TASK TO COMPLETE
Pick up the commentary on post-Leveson press regulation after its last sentence and write what comes next.

Former Sun Editor David Yelland commented recently that Leveson implementation had got ‘nowhere’. But between the howls of disapproval about newspapers’ failure to support a regulator on the Leveson model, campaigners such as Hacked Off have some causes for optimism in that they have won at least some of the key battles to reform press self-regulation. So what is going on in the complex choreography of different stakeholders and how will this game of ‘media governance chess’ play out in 2014?
The Legal Reforms
Whilst the press dragged their feet, the Crime and Courts Act was passed back in April. This, effectively, was Parliament doing its bit to implement Leveson by setting up a legal framework that makes it risky for news providers to stay outside self-regulation, and giving some legal privileges to news publishers if they agree to play ball. As Inforrm’s editors put it: “relevant publishers who were not members of approved regulators faced adverse costs awards – win or lose” but – and here’s the catch “the provisions would only apply if a regulator had been recognised by a body established by Royal Charter”. The crucial section is chapter 22 part 2 (6): “This section does not apply until such time as a body is first recognised as an approved regulator.”
The newspapers have adopted an attitude of defiance: they have set up a regulator, but it is not one that meets the criteria set out by Leveson. According to the Media Standards Trust, their proposed Independent Press Standards Organisation satisfies only 12 of the 38 relevant Leveson recommendations, notably failing to convince that it is sufficiently independent of the industry.
In November, Impress, another self-regulator was set up to rival IPSO. The FT, The Independent and The Guardian, who have been more lukewarm on the newspaper-led IPSO, could still form another breakaway group or join the Impress Project that is now supported by the influential Harold Evans.
Meanwhile, the Government is giving mixed messages. David Cameron, according to Fraser Nelson, argues that failure to implement will result in a less attractive deal for the press. But Cameron’s Culture Secretary Maria Miller seems to offer more of an olive branch to the editors, suggesting that they should develop IPSO into a more convincing body.
The next moves
The next move will be the setting up of the recognition panel, and, potentially, the application for recognition by IPSO, and/or another regulatory body. The following possibilities, and any combination of them are possible:
- IPSO edges towards Leveson. It is possible that the press could reform IPSO in order to show some willingness to meet the concerns raised by the Media Standards Trust and others. But the gap between the recognition criteria set out by Leveson and IPSO is large and there are not a lot of compromises being offered by the press.

Records in a dataset

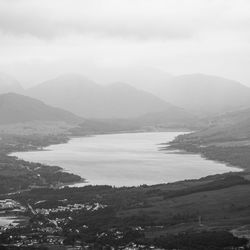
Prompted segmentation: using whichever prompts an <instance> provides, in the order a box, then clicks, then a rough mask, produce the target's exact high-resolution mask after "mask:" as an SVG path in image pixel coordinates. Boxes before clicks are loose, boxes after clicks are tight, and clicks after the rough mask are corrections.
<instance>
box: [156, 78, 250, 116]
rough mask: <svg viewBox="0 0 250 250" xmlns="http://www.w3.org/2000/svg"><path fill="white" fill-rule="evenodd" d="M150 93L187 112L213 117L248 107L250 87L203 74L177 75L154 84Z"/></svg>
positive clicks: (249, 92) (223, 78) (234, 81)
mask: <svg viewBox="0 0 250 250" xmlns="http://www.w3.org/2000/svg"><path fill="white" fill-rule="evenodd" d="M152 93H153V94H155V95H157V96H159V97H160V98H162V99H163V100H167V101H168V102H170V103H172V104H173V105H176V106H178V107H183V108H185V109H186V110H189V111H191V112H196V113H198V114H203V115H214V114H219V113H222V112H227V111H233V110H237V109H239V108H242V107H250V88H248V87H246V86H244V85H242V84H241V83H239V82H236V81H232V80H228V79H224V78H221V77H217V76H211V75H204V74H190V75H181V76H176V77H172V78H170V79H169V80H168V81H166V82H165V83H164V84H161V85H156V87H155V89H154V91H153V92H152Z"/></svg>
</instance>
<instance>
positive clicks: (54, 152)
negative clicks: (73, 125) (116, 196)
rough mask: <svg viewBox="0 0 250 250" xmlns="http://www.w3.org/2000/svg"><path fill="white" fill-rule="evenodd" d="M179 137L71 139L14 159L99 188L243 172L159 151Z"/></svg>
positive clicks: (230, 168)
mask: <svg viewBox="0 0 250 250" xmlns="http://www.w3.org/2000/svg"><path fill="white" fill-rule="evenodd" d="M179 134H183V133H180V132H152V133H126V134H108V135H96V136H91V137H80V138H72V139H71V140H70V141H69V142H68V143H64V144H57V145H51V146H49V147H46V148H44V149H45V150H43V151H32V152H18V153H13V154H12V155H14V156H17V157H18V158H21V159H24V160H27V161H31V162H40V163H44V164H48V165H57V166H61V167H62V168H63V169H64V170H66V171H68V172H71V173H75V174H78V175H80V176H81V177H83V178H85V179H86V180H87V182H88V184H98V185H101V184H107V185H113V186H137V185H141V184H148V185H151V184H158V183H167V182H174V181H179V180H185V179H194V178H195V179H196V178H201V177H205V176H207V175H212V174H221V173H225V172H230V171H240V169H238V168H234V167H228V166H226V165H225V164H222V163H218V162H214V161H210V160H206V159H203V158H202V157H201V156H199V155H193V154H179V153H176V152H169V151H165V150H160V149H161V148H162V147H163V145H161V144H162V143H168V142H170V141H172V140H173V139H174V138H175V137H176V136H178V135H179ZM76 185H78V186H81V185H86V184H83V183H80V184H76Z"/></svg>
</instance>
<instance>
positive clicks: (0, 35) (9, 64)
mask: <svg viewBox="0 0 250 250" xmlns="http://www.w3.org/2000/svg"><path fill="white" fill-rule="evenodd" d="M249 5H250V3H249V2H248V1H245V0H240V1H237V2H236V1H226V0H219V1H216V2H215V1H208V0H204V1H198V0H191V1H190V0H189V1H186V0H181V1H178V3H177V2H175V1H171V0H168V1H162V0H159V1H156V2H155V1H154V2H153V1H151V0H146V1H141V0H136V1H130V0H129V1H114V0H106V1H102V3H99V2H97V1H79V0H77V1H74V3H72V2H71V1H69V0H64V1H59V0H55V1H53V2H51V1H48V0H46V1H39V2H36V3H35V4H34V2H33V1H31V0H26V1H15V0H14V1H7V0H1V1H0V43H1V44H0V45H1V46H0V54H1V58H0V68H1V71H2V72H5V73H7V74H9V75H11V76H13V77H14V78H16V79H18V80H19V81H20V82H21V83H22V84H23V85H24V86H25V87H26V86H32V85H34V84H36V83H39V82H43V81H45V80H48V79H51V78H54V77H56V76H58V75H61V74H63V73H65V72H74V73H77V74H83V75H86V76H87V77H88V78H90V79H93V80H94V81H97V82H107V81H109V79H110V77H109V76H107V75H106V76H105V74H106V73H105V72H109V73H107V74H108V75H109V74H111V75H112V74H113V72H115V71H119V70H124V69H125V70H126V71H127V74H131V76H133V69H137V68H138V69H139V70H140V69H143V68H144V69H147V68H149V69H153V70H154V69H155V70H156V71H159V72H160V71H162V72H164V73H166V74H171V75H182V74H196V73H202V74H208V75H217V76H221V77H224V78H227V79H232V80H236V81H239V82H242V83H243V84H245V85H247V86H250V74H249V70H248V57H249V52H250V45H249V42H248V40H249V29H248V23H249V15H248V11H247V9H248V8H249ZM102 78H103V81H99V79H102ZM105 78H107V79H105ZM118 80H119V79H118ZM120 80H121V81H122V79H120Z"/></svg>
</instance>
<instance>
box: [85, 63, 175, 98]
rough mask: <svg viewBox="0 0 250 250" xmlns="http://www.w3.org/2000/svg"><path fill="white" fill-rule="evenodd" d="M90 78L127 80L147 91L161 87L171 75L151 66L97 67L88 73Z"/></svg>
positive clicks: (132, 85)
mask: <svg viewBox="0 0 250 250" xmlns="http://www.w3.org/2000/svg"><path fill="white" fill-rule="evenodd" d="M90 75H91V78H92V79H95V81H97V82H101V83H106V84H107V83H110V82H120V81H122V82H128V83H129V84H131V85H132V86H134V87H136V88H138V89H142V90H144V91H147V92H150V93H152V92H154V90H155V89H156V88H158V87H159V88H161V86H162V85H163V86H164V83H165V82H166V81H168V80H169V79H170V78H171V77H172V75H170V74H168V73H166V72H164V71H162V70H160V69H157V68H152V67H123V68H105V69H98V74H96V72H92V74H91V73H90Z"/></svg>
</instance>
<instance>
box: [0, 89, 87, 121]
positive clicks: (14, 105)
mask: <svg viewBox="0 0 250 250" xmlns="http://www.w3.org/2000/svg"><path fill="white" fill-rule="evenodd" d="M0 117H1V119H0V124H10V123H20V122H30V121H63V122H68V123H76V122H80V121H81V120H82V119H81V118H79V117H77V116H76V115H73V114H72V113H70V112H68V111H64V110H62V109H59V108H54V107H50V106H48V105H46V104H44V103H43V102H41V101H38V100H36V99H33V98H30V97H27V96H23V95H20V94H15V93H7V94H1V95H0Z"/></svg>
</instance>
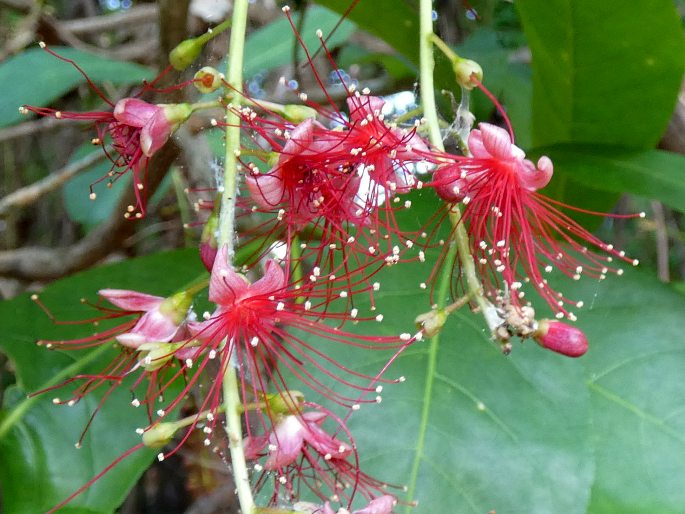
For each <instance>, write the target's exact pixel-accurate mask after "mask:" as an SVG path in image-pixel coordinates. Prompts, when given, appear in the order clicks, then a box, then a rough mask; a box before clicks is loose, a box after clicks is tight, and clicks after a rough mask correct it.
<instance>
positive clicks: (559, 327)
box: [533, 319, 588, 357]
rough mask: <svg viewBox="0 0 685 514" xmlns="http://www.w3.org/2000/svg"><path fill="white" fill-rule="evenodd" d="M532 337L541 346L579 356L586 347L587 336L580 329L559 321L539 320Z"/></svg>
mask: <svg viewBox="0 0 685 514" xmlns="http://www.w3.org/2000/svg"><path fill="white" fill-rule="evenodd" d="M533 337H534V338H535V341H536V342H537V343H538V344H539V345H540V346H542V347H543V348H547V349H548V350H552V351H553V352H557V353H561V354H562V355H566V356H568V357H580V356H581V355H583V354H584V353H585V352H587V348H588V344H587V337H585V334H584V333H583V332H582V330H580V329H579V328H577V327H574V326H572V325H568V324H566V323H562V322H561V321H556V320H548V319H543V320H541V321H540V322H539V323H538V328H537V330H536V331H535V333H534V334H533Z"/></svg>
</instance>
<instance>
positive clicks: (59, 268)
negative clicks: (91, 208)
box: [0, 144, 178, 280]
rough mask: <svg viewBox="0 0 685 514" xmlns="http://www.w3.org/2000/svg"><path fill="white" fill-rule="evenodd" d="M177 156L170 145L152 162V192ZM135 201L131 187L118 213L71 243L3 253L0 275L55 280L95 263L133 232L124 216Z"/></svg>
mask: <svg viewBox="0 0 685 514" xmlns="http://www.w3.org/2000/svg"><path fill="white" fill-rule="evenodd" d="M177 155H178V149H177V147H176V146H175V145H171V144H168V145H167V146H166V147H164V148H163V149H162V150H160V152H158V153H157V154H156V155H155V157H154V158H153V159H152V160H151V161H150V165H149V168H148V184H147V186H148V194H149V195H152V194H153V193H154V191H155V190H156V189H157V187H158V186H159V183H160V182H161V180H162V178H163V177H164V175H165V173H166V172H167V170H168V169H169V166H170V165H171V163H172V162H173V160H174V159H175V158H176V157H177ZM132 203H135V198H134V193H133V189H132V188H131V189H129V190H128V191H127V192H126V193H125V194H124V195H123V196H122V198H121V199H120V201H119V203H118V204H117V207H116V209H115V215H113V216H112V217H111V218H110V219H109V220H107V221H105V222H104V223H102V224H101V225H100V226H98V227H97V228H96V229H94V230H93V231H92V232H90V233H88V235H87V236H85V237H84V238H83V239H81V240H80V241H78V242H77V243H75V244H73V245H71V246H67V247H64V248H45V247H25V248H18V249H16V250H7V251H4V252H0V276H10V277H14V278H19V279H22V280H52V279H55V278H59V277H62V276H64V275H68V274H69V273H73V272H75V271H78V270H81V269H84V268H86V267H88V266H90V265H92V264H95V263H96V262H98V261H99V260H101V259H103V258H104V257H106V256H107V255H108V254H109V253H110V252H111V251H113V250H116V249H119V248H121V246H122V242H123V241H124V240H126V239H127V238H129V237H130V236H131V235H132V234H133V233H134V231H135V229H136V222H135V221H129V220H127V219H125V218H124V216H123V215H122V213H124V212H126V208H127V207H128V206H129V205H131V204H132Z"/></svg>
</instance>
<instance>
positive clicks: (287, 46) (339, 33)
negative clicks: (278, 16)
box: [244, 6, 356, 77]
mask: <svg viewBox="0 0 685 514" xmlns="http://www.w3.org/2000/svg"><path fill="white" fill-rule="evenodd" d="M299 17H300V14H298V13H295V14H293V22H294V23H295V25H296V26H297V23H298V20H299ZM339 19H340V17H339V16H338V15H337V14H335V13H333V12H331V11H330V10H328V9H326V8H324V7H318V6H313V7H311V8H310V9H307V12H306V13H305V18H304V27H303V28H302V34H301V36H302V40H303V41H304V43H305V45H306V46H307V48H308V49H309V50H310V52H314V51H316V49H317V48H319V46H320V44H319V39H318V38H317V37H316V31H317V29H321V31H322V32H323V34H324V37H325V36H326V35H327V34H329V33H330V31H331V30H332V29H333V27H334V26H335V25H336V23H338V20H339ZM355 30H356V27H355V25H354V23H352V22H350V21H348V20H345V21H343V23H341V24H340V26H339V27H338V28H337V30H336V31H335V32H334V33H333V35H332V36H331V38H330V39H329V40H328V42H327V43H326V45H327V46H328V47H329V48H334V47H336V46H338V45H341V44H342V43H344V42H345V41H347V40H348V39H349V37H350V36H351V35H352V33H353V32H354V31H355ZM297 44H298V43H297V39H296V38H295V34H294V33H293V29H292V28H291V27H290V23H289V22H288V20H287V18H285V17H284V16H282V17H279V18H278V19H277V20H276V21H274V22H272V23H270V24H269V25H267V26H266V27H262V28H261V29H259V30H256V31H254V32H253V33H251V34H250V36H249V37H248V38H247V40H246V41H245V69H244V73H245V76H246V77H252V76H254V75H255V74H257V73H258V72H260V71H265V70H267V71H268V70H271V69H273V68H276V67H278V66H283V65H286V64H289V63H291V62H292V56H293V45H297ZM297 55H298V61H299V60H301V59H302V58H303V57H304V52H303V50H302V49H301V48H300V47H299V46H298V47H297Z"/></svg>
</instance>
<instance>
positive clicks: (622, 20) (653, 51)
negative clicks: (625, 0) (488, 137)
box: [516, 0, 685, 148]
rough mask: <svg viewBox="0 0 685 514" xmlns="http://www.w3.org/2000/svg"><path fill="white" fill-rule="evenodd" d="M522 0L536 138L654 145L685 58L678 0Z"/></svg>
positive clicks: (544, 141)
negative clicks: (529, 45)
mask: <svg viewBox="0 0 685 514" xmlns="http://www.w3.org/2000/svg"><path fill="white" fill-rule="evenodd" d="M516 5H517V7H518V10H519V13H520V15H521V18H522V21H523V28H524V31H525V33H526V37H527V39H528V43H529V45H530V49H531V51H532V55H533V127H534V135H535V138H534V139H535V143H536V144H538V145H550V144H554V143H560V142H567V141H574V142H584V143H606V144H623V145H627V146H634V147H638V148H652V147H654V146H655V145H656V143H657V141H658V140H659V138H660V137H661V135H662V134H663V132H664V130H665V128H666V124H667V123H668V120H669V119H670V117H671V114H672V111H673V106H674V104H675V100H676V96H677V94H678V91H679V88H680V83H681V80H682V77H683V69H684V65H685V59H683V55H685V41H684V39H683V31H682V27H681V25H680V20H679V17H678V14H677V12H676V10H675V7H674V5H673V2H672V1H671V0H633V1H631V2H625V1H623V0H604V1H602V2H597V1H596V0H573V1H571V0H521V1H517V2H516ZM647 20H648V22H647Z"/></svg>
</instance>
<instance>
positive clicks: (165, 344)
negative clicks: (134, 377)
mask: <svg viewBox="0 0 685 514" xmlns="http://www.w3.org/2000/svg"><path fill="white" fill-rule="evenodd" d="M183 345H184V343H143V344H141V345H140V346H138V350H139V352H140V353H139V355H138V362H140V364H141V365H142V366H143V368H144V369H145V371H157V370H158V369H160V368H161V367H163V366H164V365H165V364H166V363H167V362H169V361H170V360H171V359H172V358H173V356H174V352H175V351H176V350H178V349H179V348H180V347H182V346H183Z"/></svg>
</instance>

ANSWER TO THE PROBLEM
- Impress or another regulatory body could receive support of significant news publishers and develop into a credible alternative to IPSO, which then applies for recognition. This is why the Impress project is interesting: if any body is recognised, then the cost provisions come into play, thus upping the pressure on the other newspapers to bid for recognition themselves. Stalling may be a dangerous option for IPSO.
- The Politicians shift the goalposts. Maria Miller appeared in a November interview to offer a compromise, encouraging the press to come up with another offer. But David Cameron’s conversation with The Spectator’s Fraser Nelson was reported widely over the holidays as a much tougher stance that stresses that the current deal is the only one on offer.
- The filibuster continues. Whether intentionally or not, the implementation of Leveson has already been delayed. The closer the 2015 elections, the more the power balance shifts to the editors and owners. They may be tempted to tough it out, even if the costs threat is a real one.
The ball currently is with the Commissioner for Public Appointments who will appoint a panel to appoint the recognition panel. Hacked Off report that he is being subjected to intensive lobbying and legal pressure from the newspaper industry.
Ultimately, a judge will have to make a call on whether an individual publication should benefit from protection from costs and exemplary damages. But the test case cannot take place until the relevant section of the Crime and Courts Act, which offers protection from the costs of legal actions, comes into force. Since this can only take place when a self-regulatory body is recognised, there is an opportunity for Impress or another organisation, to force the pace.
And although the exemplary damages provisions will come into force even later, these costs will not be insignificant. Some editors and journalists such as Fraser Nelson may be tempted to grandstand, but companies that are ultimately accountable to shareholders may be forced to weigh risks a little more prudently, and also take into account the wider climate of public opinion.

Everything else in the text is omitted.